The Mill, tavern and restaurant

The Mill's dance floor, with the Ray Cappella Trio set up on the bandstand (Sangamon Valley Collection)

The Mill’s dance floor, with the Ray Cappella Trio’s set-up on the bandstand (Sangamon Valley Collection)

The Mill, 906 N. 15th St., was one of Springfield’s most popular dining spots for nearly 40 years.

Brothers Herman (1897-1980) and Louis Cohen (1893-1962) opened the tavern and restaurant in May 1933 on the same corner where they had operated a grocery and meat market since 1919. The Illinois State Journal said in 1972 that “The Mill began in 1933 as a 15-seat lunch counter at the rear of the L & H Grocery.” However, contemporary news clippings suggest the restaurant was a more ambitious operation from the beginning.

The Mill opened on May 27, 1933. A short article in the Journal announced the new nightspot.

Tonight, Harry L. Cusick’s Mill Tavern will make its formal bow to the Springfield public. A fish fry and special entertainment have been planned for tonight, including orchestra music.

Schlitz and Pabst Blue Ribbon beer will be on draught and all popular bottled beers will be obtainable. Chilli and sandwiches will be served. There is ample parking space for guests.

The Mill Tavern is located at 906 North Fifteenth street in the L. & H. Cohen building on the corner of Fifteenth and Matheny.

▸ Objective 1
Tally the lines of the records that contain the string "meat", treating uppercase and lowercase as distinct, and give only that number.
The piece about The Mill and the records are independent materials with no connection to each other.

▸ Supplied material
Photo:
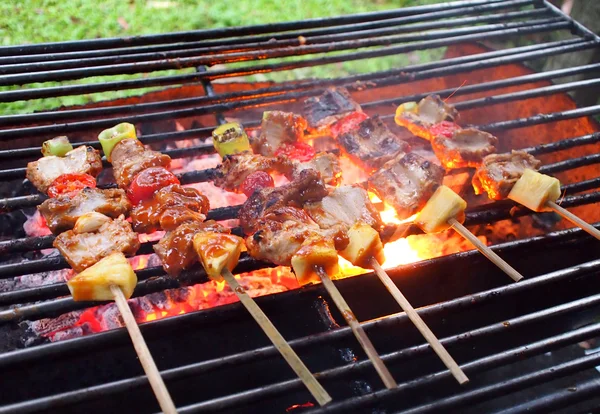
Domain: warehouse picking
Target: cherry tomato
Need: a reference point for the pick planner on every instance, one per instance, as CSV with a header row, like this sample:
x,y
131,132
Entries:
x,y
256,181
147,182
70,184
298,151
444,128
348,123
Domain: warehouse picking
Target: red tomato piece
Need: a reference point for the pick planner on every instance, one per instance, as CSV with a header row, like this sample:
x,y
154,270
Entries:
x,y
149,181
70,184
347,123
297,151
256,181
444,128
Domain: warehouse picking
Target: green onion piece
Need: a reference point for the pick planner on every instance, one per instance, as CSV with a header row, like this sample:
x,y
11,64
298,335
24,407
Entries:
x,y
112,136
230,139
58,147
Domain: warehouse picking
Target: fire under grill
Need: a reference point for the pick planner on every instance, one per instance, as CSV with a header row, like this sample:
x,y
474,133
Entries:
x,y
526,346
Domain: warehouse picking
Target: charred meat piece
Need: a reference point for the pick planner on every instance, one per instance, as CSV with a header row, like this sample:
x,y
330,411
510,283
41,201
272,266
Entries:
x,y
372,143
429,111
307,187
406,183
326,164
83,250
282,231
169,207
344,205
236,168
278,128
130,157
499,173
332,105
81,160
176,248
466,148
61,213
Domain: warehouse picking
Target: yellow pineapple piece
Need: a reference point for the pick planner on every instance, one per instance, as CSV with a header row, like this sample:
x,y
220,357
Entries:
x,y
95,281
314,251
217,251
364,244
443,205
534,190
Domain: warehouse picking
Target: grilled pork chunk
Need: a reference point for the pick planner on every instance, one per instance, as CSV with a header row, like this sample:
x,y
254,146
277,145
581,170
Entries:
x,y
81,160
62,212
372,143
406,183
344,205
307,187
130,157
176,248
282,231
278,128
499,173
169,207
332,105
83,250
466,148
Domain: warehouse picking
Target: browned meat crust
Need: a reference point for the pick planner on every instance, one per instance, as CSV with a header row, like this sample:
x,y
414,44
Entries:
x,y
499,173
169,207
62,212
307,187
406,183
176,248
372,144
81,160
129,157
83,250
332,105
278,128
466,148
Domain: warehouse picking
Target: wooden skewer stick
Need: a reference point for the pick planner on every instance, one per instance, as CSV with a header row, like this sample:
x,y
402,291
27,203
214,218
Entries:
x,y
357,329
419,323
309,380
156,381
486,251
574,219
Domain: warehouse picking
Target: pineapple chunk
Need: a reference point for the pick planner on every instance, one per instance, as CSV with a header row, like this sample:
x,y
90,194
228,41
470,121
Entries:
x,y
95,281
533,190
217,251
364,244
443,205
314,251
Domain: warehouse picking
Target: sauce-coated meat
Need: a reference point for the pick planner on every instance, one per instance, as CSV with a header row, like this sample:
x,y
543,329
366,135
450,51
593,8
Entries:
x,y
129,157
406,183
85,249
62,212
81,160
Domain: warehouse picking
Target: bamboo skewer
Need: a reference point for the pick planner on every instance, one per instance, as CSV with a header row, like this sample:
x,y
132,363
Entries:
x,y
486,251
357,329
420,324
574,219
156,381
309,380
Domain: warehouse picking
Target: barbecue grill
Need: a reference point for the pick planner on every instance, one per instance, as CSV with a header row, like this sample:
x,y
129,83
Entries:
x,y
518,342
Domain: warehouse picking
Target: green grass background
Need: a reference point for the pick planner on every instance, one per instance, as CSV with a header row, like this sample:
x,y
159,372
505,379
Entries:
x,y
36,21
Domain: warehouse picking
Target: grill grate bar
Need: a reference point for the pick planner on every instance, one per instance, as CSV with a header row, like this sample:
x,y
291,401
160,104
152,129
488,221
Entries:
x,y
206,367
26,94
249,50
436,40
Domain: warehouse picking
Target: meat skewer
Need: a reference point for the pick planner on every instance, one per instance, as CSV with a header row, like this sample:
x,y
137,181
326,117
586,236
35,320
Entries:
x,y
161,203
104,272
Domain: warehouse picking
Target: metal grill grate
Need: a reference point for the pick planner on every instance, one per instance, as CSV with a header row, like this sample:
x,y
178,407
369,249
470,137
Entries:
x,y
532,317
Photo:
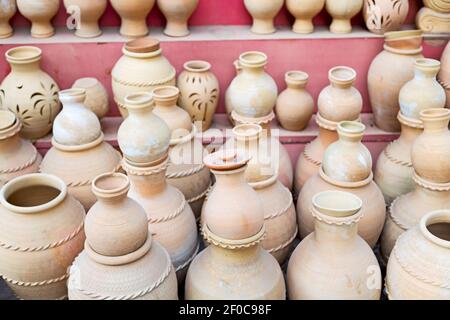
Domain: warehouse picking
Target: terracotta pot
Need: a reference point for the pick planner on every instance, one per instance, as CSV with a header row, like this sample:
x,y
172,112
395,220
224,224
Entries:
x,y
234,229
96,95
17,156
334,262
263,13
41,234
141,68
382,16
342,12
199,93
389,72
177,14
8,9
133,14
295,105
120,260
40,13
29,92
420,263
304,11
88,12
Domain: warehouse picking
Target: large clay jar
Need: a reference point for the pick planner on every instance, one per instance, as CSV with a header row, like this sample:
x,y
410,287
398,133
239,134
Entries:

▸ Objective 2
Reproduce the passage of the piece about The Mill that begins at the words "The Mill, 906" and stops after the words "from the beginning.", matching it character for character.

▸ Complete answer 1
4

▸ Complete answer 2
The Mill, 906 N. 15th St., was one of Springfield’s most popular dining spots for nearly 40 years.

Brothers Herman (1897-1980) and Louis Cohen (1893-1962) opened the tavern and restaurant in May 1933 on the same corner where they had operated a grocery and meat market since 1919. The Illinois State Journal said in 1972 that “The Mill began in 1933 as a 15-seat lunch counter at the rear of the L & H Grocery.” However, contemporary news clippings suggest the restaurant was a more ambitious operation from the beginning.